Pointing records

________________________________________

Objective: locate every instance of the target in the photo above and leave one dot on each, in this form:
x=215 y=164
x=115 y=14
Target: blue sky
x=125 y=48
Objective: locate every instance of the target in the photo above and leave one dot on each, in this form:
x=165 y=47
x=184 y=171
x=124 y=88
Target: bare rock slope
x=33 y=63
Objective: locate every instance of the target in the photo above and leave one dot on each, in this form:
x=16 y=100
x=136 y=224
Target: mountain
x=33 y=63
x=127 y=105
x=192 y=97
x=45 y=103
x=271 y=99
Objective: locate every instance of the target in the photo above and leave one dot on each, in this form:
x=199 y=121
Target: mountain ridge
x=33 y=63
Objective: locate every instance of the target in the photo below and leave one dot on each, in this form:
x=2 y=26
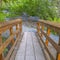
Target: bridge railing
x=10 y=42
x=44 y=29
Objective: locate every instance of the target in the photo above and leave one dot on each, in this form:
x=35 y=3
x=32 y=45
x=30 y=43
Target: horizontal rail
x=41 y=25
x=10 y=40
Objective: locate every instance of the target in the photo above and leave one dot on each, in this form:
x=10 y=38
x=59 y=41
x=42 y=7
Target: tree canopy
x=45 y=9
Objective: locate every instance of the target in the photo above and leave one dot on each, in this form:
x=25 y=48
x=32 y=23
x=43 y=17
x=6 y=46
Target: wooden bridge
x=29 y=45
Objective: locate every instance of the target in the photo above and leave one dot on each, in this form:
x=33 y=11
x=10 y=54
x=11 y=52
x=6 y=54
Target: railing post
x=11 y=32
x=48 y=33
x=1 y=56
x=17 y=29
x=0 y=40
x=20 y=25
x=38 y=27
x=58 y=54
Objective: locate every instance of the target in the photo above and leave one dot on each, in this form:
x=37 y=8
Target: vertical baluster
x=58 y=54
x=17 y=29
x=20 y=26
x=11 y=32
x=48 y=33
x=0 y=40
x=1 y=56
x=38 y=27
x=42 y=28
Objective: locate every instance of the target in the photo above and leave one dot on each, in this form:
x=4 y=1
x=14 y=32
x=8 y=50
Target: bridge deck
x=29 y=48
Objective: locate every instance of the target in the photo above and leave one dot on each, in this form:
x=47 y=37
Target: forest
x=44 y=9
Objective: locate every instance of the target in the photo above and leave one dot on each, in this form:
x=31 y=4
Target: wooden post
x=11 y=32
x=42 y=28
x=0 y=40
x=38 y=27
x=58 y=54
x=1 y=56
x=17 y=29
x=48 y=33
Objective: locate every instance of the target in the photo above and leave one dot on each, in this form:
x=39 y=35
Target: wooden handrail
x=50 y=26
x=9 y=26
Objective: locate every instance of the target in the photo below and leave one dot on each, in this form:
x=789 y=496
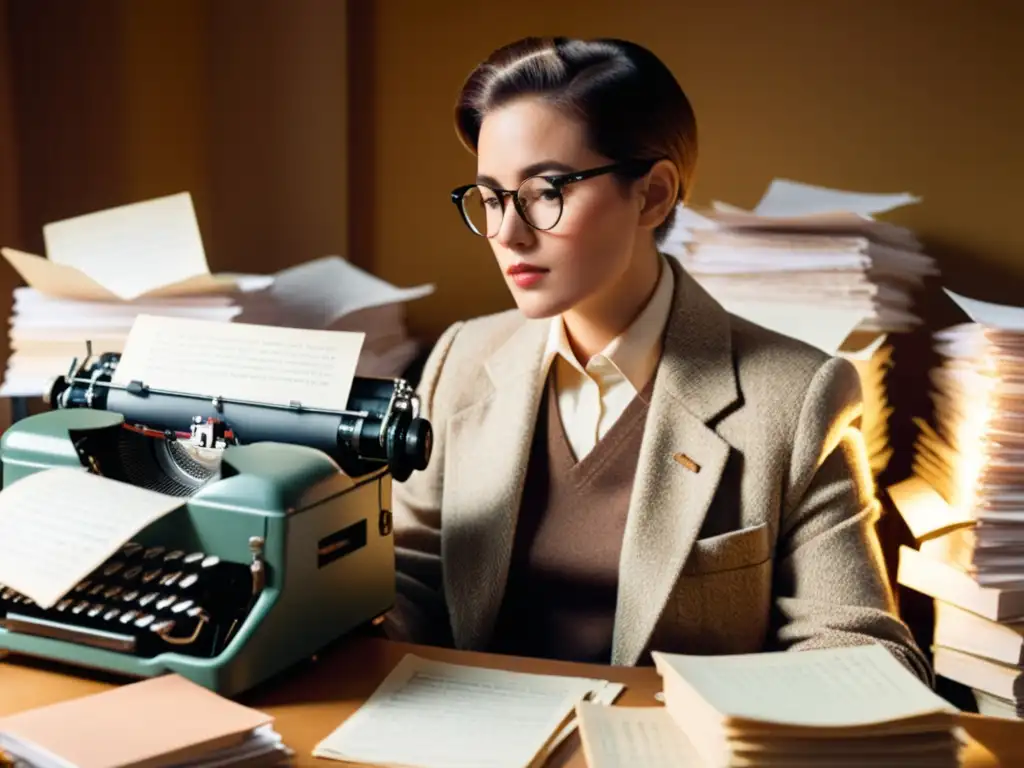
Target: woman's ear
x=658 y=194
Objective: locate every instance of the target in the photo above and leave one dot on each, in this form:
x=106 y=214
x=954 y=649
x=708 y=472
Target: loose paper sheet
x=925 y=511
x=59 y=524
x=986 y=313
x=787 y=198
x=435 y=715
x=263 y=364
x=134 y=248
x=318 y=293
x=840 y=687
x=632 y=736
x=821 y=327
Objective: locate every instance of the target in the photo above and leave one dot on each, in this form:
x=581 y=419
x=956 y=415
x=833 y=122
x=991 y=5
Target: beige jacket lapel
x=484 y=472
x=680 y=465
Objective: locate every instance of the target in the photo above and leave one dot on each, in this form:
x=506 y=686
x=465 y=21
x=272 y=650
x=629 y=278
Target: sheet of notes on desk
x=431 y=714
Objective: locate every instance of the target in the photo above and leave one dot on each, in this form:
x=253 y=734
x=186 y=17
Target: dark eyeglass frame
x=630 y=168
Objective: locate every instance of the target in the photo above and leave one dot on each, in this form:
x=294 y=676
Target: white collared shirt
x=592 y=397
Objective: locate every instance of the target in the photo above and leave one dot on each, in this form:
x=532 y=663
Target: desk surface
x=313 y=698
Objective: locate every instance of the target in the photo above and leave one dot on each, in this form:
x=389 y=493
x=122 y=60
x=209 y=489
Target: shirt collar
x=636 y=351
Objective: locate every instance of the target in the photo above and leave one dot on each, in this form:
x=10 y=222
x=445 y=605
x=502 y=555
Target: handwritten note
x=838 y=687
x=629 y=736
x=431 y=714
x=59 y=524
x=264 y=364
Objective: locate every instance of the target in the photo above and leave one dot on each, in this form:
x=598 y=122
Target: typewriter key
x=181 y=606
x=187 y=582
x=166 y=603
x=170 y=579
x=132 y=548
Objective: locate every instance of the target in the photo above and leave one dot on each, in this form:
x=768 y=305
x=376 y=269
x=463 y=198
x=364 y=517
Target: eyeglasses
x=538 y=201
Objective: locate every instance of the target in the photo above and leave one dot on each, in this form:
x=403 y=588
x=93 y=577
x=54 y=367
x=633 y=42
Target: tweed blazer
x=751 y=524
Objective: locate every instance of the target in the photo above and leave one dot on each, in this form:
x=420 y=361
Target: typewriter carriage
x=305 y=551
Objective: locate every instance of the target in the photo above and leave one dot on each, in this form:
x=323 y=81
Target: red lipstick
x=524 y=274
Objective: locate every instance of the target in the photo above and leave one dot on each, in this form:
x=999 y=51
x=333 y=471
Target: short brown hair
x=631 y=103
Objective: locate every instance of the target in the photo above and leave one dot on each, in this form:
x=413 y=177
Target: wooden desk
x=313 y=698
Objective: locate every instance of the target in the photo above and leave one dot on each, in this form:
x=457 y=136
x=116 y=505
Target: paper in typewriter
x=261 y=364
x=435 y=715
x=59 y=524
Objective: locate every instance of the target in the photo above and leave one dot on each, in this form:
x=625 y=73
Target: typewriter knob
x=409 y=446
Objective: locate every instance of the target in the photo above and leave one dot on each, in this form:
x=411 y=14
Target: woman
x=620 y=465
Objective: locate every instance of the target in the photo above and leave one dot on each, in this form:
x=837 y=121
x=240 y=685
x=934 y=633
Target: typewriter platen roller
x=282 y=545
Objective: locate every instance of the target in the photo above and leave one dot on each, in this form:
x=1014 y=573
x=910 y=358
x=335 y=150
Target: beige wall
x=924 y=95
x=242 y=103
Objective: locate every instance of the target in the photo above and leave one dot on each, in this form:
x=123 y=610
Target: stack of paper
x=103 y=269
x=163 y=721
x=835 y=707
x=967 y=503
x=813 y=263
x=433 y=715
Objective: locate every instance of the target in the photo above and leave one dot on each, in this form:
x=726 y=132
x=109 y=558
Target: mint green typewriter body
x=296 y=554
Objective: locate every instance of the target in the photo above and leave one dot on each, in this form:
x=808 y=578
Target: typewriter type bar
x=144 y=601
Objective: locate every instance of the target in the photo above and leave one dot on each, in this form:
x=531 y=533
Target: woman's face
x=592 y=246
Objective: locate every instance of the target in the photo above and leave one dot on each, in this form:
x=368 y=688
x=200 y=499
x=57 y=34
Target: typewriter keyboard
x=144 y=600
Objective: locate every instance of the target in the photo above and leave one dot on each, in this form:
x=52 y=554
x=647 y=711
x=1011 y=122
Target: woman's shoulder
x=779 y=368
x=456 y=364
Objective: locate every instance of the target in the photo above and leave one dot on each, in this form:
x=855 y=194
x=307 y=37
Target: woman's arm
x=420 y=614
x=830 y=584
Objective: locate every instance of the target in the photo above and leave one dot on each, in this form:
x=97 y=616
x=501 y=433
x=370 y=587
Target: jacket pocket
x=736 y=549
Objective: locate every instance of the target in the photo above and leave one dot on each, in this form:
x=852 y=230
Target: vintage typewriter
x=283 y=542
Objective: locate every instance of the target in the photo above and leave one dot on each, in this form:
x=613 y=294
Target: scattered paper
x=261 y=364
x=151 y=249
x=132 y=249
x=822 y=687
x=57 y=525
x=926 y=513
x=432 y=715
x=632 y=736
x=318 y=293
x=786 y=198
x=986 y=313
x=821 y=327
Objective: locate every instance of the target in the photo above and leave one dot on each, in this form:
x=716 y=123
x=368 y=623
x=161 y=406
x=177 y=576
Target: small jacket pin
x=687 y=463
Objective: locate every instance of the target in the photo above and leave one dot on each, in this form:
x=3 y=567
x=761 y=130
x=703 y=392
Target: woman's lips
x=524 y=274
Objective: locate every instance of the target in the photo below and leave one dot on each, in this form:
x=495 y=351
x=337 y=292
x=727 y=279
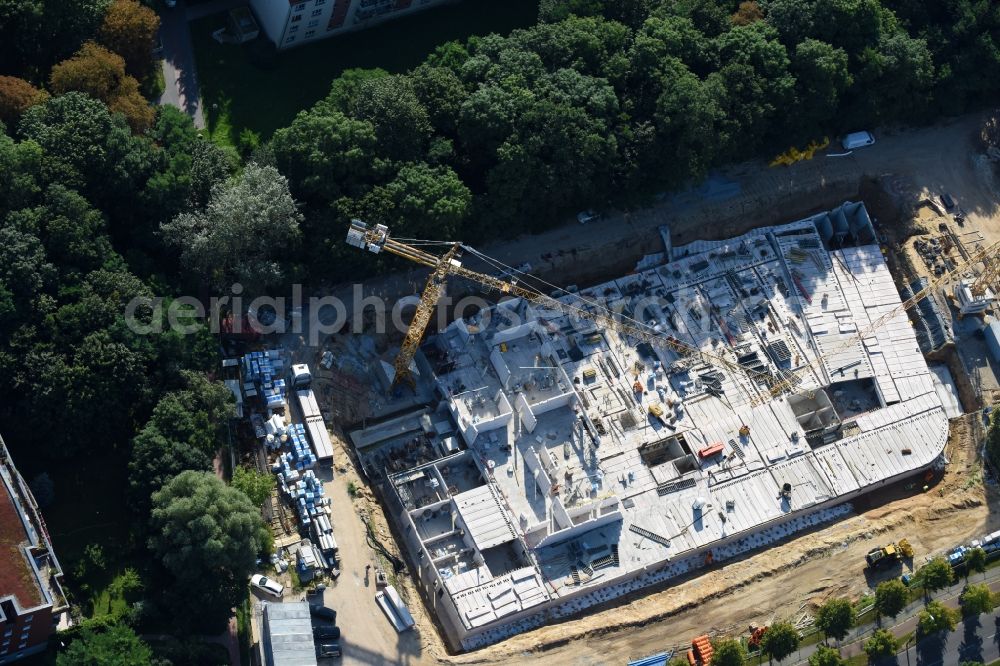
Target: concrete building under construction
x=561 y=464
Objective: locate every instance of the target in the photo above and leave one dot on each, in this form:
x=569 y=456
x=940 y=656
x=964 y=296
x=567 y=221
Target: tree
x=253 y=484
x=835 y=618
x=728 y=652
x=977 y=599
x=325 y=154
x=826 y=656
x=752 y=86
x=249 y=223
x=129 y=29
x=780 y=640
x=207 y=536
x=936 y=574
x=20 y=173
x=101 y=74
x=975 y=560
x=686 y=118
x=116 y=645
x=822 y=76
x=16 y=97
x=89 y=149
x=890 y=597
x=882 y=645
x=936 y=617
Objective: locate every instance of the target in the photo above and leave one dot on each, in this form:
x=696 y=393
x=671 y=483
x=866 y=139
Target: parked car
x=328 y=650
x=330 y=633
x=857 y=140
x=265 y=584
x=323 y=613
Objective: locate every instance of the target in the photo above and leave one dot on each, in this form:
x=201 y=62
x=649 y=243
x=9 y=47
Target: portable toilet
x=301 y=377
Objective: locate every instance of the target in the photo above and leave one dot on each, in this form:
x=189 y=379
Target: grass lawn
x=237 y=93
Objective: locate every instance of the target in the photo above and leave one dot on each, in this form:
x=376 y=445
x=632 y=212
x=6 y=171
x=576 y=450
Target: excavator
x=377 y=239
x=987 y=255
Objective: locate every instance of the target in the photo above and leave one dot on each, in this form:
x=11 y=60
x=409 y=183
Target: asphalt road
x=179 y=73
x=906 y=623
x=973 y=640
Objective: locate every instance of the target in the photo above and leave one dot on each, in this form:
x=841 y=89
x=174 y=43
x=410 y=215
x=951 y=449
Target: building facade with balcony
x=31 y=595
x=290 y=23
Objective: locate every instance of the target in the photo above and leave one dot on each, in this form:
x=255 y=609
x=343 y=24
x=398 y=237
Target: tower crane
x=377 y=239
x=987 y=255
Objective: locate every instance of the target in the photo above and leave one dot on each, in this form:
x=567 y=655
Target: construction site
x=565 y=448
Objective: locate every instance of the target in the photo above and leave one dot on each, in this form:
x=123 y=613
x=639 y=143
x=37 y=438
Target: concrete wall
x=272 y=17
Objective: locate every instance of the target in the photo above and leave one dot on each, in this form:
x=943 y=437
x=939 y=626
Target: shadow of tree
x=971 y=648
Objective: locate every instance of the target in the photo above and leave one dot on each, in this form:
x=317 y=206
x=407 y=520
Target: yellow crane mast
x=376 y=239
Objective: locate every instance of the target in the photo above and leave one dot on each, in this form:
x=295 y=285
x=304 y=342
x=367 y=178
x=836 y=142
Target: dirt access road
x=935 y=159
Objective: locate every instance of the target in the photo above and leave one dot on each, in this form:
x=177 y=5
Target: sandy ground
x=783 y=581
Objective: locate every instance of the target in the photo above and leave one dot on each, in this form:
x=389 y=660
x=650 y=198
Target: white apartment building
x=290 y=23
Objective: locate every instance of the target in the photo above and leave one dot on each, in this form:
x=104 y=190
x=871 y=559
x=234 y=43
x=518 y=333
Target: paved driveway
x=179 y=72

________________________________________

§ What is expected
Show each line above that contains the word "sheet", with case counting toward a match.

§ Exercise response
Target: loose paper sheet
Target: sheet of notes on desk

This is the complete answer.